START Text block

Intro image that shows raw data spreadsheet vs data visualization images

Humans benefit greatly from visualizing data. Do AI models benefit from visualizations too, or can they just take in raw data and make sense of it? This is an informal study with Claude to answer this question.

We created ~120 questions about 3 datasets and asked GPT-4.1 model to answer them either based on raw dataset as text (in csv format) or based on an appropriate visualization as an image.

As the dataset size grows, the model becomes less accurate when answering from raw dataset text: Plot showing accuracies over 3 datasets

So from this experiment it does seem that currently AI benefits from data visualization.

The model’s accuracy when working from visualizations isn’t perfect, but that’s not the main point - all these questions are easily answerable from the images, and models will likely improve at chart reading over time. What’s more interesting is how much performance drops with raw data.

You can see all the questions and visualizations here:

Why does this happen?

It seems the model cannot aggregate or pinpoint data in large contexts. Often the model ties to write out a few sampled dataset rows and answer based on those (usually incorrectly). The situation would probably be different if the models could run analysis code to answer questions. But this is concerning - if the data fits in the model’s context, shouldn’t it be able to see the big picture without writing code? That it can’t form a holistic understanding of the data it can fully “see” suggests limitations in how models process tabular information.

Why does it matter? A few consequences:

  • Be careful when passing large raw datasets to the models. Even when data fits within context limits, models seem to struggle to make sense of the datasets beyond a few hundred rows.
  • Consider visualizing data before passing it to your model and have AI agents communicate via visualizations rather than raw data.
  • If AI agents communicate in visualizations (at least in part), there is hope that humans will be able to understand that communication.
  • We should put more effort into chat/visualization understanding in our models (it’s definitely not perfect right now), and in parallel into improving large raw data understanding (without exclusively relying on tool use) to eventually let the data speak for itself.

Some caveats

  • The model did not use tools (particularly statistical tools) or other more involved agentic processes. It’s very likely the models would do better working from csv in this case. But I was interested in seeing if data interpretation can be a successful “atomic” operation for the models.
  • We only used GPT-4.1 model in this experiment - it’s possible other models would give different results and I’m curious to try them, but GPT is a good representative of frontier AI models.
  • We subsampled medium and large datasets to fit csv text into the model’s 150K token context - so medium and large datasets are actually clipped to the same token count, but I still suspect the large dataset has more diversity.
  • There are still too many specific questions - I would love to include more open-ended questions about data interpretation which better reflect how we work with data.

END Text block
START Recorded data

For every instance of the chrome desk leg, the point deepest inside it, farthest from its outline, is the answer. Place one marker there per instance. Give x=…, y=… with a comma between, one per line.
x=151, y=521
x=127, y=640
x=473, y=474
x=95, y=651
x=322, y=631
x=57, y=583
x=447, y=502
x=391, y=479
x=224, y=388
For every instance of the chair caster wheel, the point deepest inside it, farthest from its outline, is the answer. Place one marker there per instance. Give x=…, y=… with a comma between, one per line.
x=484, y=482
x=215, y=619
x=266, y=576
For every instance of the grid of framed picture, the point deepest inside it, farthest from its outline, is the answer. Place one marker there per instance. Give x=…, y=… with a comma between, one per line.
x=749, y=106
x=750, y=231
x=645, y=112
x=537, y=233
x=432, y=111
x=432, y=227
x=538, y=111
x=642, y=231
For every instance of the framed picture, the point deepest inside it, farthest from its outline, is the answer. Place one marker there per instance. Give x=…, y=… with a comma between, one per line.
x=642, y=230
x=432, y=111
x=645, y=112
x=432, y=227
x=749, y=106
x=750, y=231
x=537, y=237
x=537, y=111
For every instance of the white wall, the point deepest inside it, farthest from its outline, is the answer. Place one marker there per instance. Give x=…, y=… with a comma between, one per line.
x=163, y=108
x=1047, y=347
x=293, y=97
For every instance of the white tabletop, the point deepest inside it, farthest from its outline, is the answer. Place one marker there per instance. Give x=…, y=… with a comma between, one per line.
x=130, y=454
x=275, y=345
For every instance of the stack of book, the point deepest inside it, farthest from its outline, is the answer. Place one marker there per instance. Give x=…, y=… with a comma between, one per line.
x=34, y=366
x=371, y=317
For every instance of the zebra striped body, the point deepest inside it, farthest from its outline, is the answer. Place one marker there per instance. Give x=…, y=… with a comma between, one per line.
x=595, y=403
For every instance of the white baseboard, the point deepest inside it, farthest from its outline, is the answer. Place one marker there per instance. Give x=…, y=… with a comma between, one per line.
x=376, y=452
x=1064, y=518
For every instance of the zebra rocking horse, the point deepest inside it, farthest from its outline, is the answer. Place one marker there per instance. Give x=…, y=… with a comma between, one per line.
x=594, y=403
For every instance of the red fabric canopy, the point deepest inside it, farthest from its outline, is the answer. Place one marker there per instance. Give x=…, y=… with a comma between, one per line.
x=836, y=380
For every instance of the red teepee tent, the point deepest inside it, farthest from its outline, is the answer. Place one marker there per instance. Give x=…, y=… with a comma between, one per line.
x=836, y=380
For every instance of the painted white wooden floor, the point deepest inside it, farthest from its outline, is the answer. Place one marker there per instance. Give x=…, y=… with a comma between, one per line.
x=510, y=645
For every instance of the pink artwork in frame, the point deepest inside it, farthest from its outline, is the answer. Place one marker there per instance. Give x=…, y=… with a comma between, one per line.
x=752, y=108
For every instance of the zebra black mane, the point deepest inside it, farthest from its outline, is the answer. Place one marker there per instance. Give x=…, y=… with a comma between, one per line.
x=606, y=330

END Recorded data

(Task set)
1) In the piece on whether AI models benefit from data visualization, what token count were the medium and large datasets subsampled to fit?
2) Continue the piece on whether AI models benefit from data visualization, starting after its last caveat.

(Answers for the exercise)
1) 150K tokens.

2)
  • While we tried to obfuscate the datasets, the model did sometimes guess at the underlying dataset and make inferences based on that.

Process and acknowledgements

This was a really fun informal project to do with Claude! Using Claude made the whole process much faster - it suggested datasets, questions, all the code, and helped with writing of this post. I provided high level steering and oversight (and caught a few issues along the way). It’s been especially helpful to do the entire project in a single chat session, because Claude would have all the context on what has been done. If you’re interested in details of this process, you can view the complete Claude transcript for this project.

What could have taken 3 months as a summer undergraduate research project was done over a few scattered weekends and having all the context made it a lot easier to jump back in when doing work in short bursts. I look forward to looking into more AI research questions this way!

I am also grateful to Marti Hearst and Bowen Baker for giving feedback on this post.

Experiment details and data

Claude suggested we use the following three datasets of increasing size:

  • Palmer Penguins (350 rows): A small dataset about Antarctic penguin measurements
  • California Housing (20,640 rows): A medium-sized dataset with housing prices and geographic data
  • NYC Taxi Trips (50,000 rows sampled): A large dataset tracking taxi rides across New York City To prevent the model from using prior knowledge about these popular datasets, we obfuscated all datasets - renaming columns, transforming values, and using generic labels.

The visualizations used standard data science plots: line plots, scatter plots, box plots, heatmaps, bar charts, and histograms. Claude wrote visualization code and generated approximately 40 questions per dataset — a mix of specific queries (“Which category has the highest median value?”) and open-ended analysis (“What patterns do you observe in the geographic distribution?”). Then I personally evaluated all ~120 model responses for each condition (autorating responses would likely have been possible, but I was being conservative).

Again, you can access the full dataset on huggingface and re-try this experiment yourself.